§ **Written task**
Print verbatim the stretch of records from the line containing "Look at the picture above. You should locate child's nose" through the line containing "[408,285,540,324]", including both of those lines.

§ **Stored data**
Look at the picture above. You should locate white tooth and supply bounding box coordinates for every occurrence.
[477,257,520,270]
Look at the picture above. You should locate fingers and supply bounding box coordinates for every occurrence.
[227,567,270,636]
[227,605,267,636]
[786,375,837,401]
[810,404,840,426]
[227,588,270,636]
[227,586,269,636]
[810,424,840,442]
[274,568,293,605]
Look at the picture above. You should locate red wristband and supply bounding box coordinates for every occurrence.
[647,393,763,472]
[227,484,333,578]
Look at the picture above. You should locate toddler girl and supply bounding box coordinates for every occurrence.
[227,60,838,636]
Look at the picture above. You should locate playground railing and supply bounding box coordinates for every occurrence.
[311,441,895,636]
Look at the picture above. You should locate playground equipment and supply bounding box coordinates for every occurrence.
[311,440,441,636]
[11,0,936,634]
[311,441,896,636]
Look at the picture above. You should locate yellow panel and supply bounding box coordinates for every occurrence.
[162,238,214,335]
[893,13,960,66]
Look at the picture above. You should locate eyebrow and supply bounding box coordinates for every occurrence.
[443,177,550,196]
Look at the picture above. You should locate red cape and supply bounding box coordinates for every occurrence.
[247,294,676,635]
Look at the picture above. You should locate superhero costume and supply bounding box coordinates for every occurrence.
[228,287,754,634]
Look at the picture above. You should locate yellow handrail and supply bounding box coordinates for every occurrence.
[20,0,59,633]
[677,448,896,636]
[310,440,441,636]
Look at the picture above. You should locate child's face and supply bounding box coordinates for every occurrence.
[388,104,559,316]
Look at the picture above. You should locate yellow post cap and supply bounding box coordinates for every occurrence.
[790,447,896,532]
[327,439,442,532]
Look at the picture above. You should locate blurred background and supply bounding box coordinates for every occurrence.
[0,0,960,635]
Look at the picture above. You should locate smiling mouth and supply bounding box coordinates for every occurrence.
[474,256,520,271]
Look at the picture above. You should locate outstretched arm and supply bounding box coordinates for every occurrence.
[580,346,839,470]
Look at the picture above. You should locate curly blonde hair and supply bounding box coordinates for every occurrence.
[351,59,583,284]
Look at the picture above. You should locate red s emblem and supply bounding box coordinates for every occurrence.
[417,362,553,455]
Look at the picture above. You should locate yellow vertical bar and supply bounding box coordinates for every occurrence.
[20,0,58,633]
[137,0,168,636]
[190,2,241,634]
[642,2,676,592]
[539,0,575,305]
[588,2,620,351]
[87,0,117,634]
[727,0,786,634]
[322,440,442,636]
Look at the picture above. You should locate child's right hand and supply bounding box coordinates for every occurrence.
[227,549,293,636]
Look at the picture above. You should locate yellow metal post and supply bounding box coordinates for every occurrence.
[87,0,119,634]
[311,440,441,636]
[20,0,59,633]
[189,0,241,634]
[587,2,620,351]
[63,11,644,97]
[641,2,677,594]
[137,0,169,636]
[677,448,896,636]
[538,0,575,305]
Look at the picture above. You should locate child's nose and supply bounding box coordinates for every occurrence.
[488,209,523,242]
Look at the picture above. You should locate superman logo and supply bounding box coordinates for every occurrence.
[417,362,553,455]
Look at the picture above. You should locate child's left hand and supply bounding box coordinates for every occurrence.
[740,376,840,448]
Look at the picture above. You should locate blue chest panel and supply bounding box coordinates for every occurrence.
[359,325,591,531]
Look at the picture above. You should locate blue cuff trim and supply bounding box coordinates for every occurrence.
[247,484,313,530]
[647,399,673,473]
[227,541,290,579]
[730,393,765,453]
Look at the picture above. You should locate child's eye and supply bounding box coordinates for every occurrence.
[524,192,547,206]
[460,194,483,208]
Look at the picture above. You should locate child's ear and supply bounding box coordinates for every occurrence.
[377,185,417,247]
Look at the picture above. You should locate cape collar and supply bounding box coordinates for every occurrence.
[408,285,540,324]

* * *

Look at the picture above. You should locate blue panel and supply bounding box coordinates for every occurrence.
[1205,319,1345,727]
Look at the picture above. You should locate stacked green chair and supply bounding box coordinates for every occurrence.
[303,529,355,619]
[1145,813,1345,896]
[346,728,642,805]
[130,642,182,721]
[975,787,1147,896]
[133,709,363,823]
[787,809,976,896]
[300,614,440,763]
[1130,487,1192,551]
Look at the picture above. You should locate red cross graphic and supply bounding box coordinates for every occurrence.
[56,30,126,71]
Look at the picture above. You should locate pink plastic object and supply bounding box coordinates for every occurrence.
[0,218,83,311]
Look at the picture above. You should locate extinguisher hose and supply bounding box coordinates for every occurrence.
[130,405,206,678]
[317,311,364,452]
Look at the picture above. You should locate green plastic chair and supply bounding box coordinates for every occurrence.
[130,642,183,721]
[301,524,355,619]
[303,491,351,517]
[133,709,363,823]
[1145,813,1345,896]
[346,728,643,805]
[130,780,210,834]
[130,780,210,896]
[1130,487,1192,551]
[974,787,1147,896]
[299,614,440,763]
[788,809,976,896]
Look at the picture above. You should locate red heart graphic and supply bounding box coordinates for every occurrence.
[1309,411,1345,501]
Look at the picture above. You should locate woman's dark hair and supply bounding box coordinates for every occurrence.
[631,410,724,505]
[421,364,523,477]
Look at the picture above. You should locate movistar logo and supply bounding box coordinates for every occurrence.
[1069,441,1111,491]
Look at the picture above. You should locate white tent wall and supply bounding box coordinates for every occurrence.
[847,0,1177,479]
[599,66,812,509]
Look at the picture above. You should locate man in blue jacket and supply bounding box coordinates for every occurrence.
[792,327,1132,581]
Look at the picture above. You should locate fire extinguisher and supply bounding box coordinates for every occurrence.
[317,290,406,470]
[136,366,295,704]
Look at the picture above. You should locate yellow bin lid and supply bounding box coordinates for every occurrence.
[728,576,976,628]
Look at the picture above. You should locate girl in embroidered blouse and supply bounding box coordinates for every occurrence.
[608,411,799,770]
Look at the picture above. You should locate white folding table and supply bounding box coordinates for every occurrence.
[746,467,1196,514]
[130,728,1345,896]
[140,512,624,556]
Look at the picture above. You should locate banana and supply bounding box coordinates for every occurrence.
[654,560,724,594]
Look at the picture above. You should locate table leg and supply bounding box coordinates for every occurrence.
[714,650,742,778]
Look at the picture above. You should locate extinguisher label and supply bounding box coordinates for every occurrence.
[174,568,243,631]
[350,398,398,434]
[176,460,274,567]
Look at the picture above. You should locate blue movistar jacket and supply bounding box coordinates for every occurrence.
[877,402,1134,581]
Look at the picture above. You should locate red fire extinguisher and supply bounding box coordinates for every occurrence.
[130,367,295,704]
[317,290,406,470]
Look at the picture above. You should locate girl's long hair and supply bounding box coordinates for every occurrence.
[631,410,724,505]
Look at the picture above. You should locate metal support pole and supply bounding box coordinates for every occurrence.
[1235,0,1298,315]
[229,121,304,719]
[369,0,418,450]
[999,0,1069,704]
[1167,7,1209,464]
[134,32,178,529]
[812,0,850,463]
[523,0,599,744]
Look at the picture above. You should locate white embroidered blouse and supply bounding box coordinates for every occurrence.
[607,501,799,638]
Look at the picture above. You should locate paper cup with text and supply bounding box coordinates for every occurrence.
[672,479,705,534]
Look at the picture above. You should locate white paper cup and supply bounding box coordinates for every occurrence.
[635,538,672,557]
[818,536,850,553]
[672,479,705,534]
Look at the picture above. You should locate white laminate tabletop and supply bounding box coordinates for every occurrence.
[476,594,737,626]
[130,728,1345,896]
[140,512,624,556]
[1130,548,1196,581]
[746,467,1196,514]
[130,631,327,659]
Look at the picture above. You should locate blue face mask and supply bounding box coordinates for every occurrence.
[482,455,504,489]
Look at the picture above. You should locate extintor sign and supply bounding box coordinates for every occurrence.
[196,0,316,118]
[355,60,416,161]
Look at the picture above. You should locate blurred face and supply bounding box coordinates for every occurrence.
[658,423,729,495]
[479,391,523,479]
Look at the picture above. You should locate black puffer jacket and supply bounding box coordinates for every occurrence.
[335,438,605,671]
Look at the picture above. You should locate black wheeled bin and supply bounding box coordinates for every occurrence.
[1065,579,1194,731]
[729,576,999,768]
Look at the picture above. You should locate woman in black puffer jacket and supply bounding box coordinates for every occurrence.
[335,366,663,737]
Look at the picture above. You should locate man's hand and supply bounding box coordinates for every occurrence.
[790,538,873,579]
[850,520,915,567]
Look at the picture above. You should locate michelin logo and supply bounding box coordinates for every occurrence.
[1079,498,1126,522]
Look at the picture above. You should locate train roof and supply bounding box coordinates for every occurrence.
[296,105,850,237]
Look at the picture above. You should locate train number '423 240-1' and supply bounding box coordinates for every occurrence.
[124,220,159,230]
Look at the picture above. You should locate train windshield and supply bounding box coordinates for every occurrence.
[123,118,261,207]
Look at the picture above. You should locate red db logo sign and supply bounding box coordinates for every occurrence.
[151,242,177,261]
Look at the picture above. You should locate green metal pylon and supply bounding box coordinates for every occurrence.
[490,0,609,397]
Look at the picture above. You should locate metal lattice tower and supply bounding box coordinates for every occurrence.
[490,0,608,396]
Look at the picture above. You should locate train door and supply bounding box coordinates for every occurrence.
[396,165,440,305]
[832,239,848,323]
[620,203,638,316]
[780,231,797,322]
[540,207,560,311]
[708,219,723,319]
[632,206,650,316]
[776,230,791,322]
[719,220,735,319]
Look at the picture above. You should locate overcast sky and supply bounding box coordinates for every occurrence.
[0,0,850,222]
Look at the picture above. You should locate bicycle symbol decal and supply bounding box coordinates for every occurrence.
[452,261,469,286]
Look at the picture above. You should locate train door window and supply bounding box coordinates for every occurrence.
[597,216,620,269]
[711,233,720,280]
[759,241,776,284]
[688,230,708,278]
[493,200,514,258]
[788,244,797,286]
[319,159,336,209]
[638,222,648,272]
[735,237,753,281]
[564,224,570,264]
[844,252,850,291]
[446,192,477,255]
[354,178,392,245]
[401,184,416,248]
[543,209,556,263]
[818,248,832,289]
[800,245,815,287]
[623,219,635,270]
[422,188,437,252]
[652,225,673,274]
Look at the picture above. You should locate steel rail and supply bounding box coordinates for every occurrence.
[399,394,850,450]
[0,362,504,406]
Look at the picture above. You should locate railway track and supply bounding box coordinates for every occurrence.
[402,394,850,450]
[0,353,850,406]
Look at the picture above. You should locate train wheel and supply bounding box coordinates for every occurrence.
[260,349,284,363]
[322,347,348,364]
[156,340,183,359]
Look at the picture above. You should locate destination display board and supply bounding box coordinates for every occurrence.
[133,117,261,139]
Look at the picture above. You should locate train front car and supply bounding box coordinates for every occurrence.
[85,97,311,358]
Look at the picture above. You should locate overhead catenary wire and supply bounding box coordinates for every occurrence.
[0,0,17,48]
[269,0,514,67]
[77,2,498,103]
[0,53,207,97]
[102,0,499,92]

§ **Solution**
Look at the picture above. You should locate child's nose and supply bounding box coordinates for every occurrence.
[488,209,523,242]
Look at the picture above. You should locate superman logo and supply bounding box coordinates for every occurrence.
[417,362,553,455]
Look at the picture above. You should locate child's left hand and supply bounding box coordinates for every occurrence.
[740,376,840,448]
Look at the picture above. You should locate blue chest panel and supply bounding box coordinates for every occurrence.
[359,325,591,531]
Look at the picture above. You should locate blue cuff trim and supply bounding box coordinates for every occurrence.
[247,484,313,530]
[647,399,673,473]
[227,541,290,579]
[730,393,765,453]
Look at the picture above. You should locate child's eye and supply bounding box coordinates for every occurrence.
[524,192,547,206]
[460,194,483,208]
Look at the picture above. You should locate child's ear and supply bounding box coordinates for every occurrence.
[377,185,417,247]
Look at the picture above. You should locate cape collar and supply bounding box coordinates for every occurrence.
[408,285,540,324]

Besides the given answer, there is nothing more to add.